Point labeling dataset excerpts
☆ ☆ ☆ ☆

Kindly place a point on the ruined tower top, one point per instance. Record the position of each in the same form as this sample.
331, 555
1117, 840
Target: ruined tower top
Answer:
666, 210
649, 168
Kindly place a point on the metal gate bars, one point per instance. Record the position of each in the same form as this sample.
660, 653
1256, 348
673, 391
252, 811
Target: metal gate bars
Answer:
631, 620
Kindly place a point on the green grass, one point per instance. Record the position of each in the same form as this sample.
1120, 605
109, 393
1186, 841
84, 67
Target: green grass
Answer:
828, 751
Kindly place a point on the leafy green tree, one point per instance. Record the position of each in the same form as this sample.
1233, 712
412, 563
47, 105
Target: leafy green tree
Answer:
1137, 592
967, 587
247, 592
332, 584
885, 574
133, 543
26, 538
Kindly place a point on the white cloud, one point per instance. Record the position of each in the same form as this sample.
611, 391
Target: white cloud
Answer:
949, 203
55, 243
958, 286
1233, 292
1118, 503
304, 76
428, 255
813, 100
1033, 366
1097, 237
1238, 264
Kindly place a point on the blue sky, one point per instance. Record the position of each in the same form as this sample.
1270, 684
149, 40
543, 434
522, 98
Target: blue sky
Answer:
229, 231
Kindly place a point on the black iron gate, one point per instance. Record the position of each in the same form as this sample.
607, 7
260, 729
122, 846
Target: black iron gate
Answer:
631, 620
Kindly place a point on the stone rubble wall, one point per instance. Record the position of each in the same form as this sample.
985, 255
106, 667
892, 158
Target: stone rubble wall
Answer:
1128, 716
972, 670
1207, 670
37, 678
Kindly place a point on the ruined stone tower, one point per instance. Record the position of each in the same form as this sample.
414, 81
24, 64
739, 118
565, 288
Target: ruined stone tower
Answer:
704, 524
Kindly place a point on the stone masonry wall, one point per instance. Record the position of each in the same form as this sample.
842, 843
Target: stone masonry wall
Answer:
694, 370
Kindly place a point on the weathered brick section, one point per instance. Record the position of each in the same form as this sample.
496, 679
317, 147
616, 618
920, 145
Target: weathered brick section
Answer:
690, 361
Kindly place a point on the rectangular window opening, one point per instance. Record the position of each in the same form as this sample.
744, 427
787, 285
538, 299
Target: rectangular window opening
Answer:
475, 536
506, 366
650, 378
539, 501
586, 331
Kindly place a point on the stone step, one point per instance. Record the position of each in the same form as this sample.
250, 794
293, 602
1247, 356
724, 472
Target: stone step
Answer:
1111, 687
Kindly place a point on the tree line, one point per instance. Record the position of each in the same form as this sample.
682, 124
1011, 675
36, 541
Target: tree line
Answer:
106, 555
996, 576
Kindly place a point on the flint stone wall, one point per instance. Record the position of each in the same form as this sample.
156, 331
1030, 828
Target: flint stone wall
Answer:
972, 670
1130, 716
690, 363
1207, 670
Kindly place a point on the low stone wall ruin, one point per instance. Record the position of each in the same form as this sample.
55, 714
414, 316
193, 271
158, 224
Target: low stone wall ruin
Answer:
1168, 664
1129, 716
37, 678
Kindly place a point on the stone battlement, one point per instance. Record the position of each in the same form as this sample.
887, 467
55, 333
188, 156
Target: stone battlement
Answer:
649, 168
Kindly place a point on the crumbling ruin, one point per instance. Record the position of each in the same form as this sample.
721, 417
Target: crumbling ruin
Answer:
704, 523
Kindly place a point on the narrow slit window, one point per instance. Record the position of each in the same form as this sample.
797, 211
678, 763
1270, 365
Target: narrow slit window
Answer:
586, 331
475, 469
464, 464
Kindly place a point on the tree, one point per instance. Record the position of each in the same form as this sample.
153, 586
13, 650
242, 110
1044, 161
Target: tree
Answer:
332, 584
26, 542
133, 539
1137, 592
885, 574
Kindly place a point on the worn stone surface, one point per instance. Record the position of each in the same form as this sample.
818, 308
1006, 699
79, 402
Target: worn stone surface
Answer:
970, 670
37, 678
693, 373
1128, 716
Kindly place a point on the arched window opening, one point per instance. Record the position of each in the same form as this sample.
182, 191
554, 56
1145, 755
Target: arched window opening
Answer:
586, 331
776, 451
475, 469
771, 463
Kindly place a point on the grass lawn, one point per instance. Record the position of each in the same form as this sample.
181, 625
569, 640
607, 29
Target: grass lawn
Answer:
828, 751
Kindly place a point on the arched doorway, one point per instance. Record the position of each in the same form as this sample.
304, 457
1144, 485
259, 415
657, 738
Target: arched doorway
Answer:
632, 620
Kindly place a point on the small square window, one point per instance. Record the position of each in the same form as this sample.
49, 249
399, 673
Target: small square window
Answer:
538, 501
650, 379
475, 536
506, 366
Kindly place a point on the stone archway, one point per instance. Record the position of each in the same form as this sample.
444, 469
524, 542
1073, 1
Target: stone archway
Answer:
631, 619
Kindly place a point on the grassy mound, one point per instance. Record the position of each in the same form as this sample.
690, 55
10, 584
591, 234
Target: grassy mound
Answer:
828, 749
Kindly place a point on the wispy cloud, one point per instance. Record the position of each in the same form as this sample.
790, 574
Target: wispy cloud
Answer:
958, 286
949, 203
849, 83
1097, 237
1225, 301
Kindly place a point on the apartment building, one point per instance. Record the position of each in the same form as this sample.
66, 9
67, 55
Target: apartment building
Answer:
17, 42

☆ ☆ ☆ ☆

Reproduce the data in full, exactly as presented.

_ANSWER TO THE EXERCISE_.
Kindly place a point on the ruined tower top, one point per instance. Record the position of each in the same form as this sample.
331, 555
1117, 840
Target: ruined tower top
Answer:
666, 210
649, 168
Kindly place a point on the metal gate bars, one point per instance. Record the position of each in the same form as this sample.
660, 653
1256, 348
673, 391
252, 811
Target: metal gate bars
Answer:
631, 620
Kindly place a point on the green grass, one point per instance. Record the position of each in the same form as this sample.
1120, 605
109, 393
1186, 841
84, 67
Target: green grass
Answer:
828, 751
Kindly place a point on the leafy green tree, one point per instance. Record the position of each in the same form as this sample.
1233, 712
412, 563
47, 105
Target: leafy green tree
Answer:
1137, 592
967, 587
247, 592
332, 584
885, 574
133, 543
26, 538
Kindly place a point on the white cloud, one point per instance. Record the position of each in the same form as this sample.
611, 391
Target: white cloud
Answer:
949, 203
55, 243
958, 286
1233, 292
1118, 503
304, 76
428, 255
813, 100
1033, 366
1097, 237
1238, 264
Kindly place a point on the blue sky, one point per instance. Record the position of each in the same form as this sample.
1270, 684
149, 40
543, 434
522, 98
Target: blue sky
Answer:
229, 231
Kindly place a point on the black iron gate, one point per instance. Record the position of each in the same form as this sample.
607, 7
260, 729
122, 846
Target: black iron gate
Answer:
631, 620
Kindly place a point on the stone rubble wall, one point per instance. Record the position of each in the same form as this sample.
985, 255
106, 667
892, 158
Target: stone rubble wall
Answer:
1128, 716
972, 670
1207, 670
37, 678
Kindly place a point on the ruined stone tower, one point per instance. Record the position of each in the same form as this sample.
414, 81
24, 64
739, 118
565, 288
Target: ruined stone tower
Answer:
704, 524
Kindly place a point on the stone masonry wall, one point per instance. Record the position of each in the same form as this sample.
842, 843
Target: stone masonry wall
Answer:
694, 370
Kindly place a point on the weathered brick section, one point per instance. Record the position of each in the same form as this sample.
496, 679
317, 147
616, 618
920, 145
Target: weathered brick section
Answer:
690, 361
Kindly place a point on the rectangular window opening, one point per instance. Record the position of each in the same form as this sample.
744, 427
787, 285
538, 299
Target: rectangular window opening
Answer:
475, 536
506, 366
650, 378
539, 501
586, 331
Kindly place a point on the stone step, one point per instance. Record the position of each in the same form as this sample.
250, 794
293, 602
1247, 356
724, 472
Target: stone step
Answer:
1111, 687
Kindly place a point on the tree line, one point per instance. Record the position of each in the same form as this sample.
682, 124
1011, 675
36, 541
Target: tree line
Answer:
106, 555
996, 576
Kindly place a point on the flint stone wall, one point per instance. Record the position of each in the same form as this sample.
156, 331
1030, 828
Target: flint stone wall
Answer:
972, 670
1130, 716
690, 363
1207, 670
Kindly place a point on the low stone wall ruin, one point per instance. Record the position of each in the same form as this sample.
55, 714
414, 316
193, 271
158, 224
Target: low stone wall ruin
Answer:
1168, 664
1129, 716
37, 678
Kindly place a point on the stone battlement, one point per instance. Record the position of each in the same form as this sample.
887, 467
55, 333
188, 156
Target: stone battlement
Answer:
649, 168
Kindly place a point on the crumbling ruin, one point per instance. Record the position of each in the same form as this sample.
721, 417
Target: crumbling ruin
Answer:
704, 523
Kindly place a point on the narrow slit window, one point per instance. Record the position of each in the same form as this sample.
797, 211
678, 763
1270, 365
Target: narrow slit window
Answer:
586, 331
475, 469
464, 464
Kindly place a point on the tree, one point per instance. Record the position of each in the same form as this sample.
153, 586
13, 650
242, 110
1044, 161
Target: tree
Answer:
332, 584
26, 542
133, 539
1137, 592
885, 574
Kindly place a point on the worn stone surface, one point per instance. Record the position of each in the same form as this sample.
818, 308
1006, 699
79, 402
Target: worn stone surface
Answer:
970, 670
37, 678
693, 373
1128, 716
Kindly place a point on the arched window opening, one point per instance. Record the position of each in the same form as this sample.
182, 191
554, 56
1145, 755
Target: arched window opening
Answer:
586, 331
776, 451
475, 469
771, 463
Kindly place a point on the grass lawn, one point per instance. Record the position of each in the same form as this sample.
181, 625
569, 640
607, 29
Target: grass lawn
Answer:
828, 751
Kindly place a point on the arched doorway, one point per instance. Record the position of each in the same form as this sample.
304, 457
1144, 485
259, 415
657, 738
Target: arched doorway
Answer:
632, 620
Kindly place a point on the small square window, one point per instance. Record the position of each in the same form as this sample.
49, 249
399, 673
Target: small square window
Answer:
538, 501
650, 379
475, 536
506, 366
Kindly place a point on the stone archway, one point per instance. Record the position of each in the same form as this sample.
444, 469
524, 542
1073, 1
Target: stone archway
Answer:
631, 619
Kindly place a point on the grassy mound, one point per instance. Record the position of each in the same form as this sample.
690, 55
10, 584
591, 234
Target: grassy mound
Answer:
828, 749
Kindly place a point on the wispy cloud, one point per instance. Record the position of each in the same form as this sample.
790, 574
Target: wispy cloud
Answer:
958, 286
949, 203
849, 83
1097, 237
1225, 301
Kindly place a point on the apartment building, one point per instance. Record the position of each in the same form as this sample.
66, 9
67, 55
Target: apartment building
Answer:
17, 42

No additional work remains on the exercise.